WORK TASK:
When writing out the listing below, reproduce every word exactly and skip the pictures.

··· EXTRACTED RECORDS

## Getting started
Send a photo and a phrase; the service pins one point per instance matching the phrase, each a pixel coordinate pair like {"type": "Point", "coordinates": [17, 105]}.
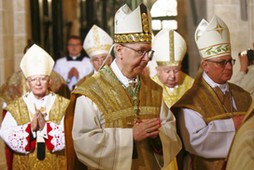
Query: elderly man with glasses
{"type": "Point", "coordinates": [210, 113]}
{"type": "Point", "coordinates": [33, 124]}
{"type": "Point", "coordinates": [119, 115]}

······

RESPONSE TO THIS TASK:
## Getting started
Send a photo and a phrase; the service pins one point per instance matching the phrase, each a pixel coordinate pair like {"type": "Point", "coordinates": [17, 105]}.
Query: elderly man with glasses
{"type": "Point", "coordinates": [210, 113]}
{"type": "Point", "coordinates": [33, 124]}
{"type": "Point", "coordinates": [119, 115]}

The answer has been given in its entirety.